現在、ヘンリー・フォード病院(ミシガン州デトロイト)放射線腫瘍科のEleanor M. Walker医長らにより、乳がんと前立腺がんの患者への「運動とがんの統合治療教育」(ExCITE)というプログラムを用いた研究が進行中で、その経過報告が2010米国臨床腫瘍学会(ASCO)年次集会で報告されました。
疲労や嘔気など抗ガン剤の副作用に悩まされている患者さんにとっては吉報です。
今回の研究は35~80歳の乳がん患者さん30例と前立腺がん患者さん20例を対象とし、全員がExCITE開始時に新たに診断を受けました。また、研究期間は、患者の治療中~治療後1年間としました。
このプログラム開始前に、被験者は同院の心疾患予防科で運動能力、骨格筋力、持久力の測定と血液検査、基礎代謝診断、骨密度、炎症バイオマーカーの検査を受けました。また、治療前の運動許容量、体重、全体的な健康状態、治療を受けるがんの種類に合わせた適切な運動と食事が提示されました。
がん治療の結果、火照り、悪心・嘔吐、不眠症、末梢神経障害を訴える患者さんには鍼治療を行っています。
ミシガン州グロスポインテパークのCheryl Fallen氏は、乳がんの化学療法を受ける一方でExCITEプログラムにも参加しています。運動と鍼、適切な栄養摂取を組み合わせた結果、嘔気、疲労、記憶障害といった一般的な治療の副作用は認められなかったようです。

データセットに収められた項目

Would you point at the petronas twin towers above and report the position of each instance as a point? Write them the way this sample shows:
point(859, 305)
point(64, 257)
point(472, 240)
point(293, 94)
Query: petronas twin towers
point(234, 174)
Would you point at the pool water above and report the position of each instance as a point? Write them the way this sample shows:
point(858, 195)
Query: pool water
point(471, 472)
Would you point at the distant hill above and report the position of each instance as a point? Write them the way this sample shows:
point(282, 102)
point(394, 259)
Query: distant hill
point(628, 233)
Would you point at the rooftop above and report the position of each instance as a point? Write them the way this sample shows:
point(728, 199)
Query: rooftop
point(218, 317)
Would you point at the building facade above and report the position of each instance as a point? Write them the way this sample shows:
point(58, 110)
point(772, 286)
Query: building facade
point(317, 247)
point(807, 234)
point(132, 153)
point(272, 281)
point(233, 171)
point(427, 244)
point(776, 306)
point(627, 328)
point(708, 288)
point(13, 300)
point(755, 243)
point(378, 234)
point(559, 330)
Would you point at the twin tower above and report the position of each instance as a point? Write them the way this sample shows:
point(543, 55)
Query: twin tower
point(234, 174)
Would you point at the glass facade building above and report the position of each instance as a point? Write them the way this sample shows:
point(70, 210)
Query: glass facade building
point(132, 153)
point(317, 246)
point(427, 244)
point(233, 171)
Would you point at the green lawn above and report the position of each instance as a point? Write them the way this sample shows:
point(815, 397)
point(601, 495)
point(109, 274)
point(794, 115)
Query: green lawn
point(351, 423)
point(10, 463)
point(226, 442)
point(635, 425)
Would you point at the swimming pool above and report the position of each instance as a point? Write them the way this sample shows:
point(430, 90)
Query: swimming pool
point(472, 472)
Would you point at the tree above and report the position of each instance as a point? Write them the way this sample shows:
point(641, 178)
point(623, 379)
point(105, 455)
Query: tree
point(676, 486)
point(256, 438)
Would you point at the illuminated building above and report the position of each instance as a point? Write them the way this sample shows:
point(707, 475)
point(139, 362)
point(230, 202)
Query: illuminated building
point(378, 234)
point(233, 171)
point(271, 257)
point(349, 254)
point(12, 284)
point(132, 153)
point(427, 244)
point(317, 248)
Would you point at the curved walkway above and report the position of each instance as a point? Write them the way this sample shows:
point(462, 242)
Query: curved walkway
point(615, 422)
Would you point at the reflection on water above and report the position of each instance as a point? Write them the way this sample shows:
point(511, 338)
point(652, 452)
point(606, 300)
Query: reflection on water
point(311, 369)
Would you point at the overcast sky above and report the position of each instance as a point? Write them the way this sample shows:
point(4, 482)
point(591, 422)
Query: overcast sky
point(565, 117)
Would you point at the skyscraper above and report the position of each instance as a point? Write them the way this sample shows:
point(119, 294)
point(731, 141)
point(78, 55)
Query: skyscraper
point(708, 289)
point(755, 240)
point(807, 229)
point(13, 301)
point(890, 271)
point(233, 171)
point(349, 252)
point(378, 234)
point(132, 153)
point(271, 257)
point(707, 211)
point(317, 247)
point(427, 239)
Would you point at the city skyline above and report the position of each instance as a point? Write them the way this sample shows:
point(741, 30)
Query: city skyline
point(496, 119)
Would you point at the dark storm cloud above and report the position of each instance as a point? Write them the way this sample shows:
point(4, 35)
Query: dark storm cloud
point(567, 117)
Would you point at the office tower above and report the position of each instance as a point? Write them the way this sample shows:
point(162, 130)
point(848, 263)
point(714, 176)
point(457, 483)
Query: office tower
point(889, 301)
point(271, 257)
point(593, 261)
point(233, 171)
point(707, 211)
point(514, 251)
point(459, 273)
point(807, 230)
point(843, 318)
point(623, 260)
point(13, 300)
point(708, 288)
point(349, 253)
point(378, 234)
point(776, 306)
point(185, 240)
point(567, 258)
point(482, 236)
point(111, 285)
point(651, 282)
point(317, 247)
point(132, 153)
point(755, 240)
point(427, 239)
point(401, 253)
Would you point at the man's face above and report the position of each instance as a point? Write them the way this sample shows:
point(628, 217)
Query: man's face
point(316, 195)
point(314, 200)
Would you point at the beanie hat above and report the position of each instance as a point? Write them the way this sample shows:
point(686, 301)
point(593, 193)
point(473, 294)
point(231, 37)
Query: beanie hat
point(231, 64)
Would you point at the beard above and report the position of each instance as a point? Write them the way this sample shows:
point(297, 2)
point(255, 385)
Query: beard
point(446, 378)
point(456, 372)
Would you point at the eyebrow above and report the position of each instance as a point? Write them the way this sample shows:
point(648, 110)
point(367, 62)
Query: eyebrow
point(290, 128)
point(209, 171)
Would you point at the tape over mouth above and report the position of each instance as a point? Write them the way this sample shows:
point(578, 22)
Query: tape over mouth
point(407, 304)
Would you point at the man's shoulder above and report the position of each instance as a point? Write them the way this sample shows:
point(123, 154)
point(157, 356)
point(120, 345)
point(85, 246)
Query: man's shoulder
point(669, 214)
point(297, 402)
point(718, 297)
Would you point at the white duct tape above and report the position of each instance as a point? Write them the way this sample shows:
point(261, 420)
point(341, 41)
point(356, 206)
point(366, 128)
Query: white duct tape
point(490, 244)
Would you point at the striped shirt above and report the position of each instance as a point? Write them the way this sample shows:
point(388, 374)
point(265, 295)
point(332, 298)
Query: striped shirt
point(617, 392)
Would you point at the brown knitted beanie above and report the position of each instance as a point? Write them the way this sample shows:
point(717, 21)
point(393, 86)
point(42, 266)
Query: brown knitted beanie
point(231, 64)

→ **演習の指示**
(1) ExCITEに関する抜粋文から、「疲労や嘔気など抗ガン剤の副作用に悩まされている患者さんにとっては吉報です。」から「んには鍼治療を行っています。」までの箇所をそのまま書き写しなさい。
(2) ExCITEに関する抜粋文で、被験者がプログラム開始前に心疾患予防科で受けた測定と検査をすべて挙げなさい。
(3) ExCITEに関する抜粋文の最後の文に続けて、その先を書き継ぎなさい。

→ **課題別の解答**
(1)
疲労や嘔気など抗ガン剤の副作用に悩まされている患者さんにとっては吉報です。
今回の研究は35~80歳の乳がん患者さん30例と前立腺がん患者さん20例を対象とし、全員がExCITE開始時に新たに診断を受けました。また、研究期間は、患者の治療中~治療後1年間としました。
このプログラム開始前に、被験者は同院の心疾患予防科で運動能力、骨格筋力、持久力の測定と血液検査、基礎代謝診断、骨密度、炎症バイオマーカーの検査を受けました。また、治療前の運動許容量、体重、全体的な健康状態、治療を受けるがんの種類に合わせた適切な運動と食事が提示されました。
がん治療の結果、火照り、悪心・嘔吐、不眠症、末梢神経障害を訴える患者さんには鍼治療を行っています。

(2) 運動能力の測定、骨格筋力の測定、持久力の測定、血液検査、基礎代謝診断、骨密度の検査、炎症バイオマーカーの検査

(3)
さらに、白血球数が化学療法で減少した際は、自宅でバンドエクササイズを行ったり、屋外でウォーキングをしたりしました。また、体調がよいときは、トレッドミルを使ったり、ジムでボールエクササイズや体力トレーニングを行ったりしました。同氏は、このプログラム体験に手応えを感じ「このプログラムは生活を 快適にしてくれる。がん患者にとっては大きな支援で、このプログラムにより私は治療期間中でも豊かな生活を送ることができた」と語っています。
現在、がん患者における運動の潜在効果を研究すべく、同プログラムの研究を続行しています。ガンそのものによる疲労感や医薬品の副作用による嘔気なども運動することで少しは解消されることは私個人のリハビリ施設での経験であります。身体を動かすことが希望を失わないことにもつながっていると強く感じました。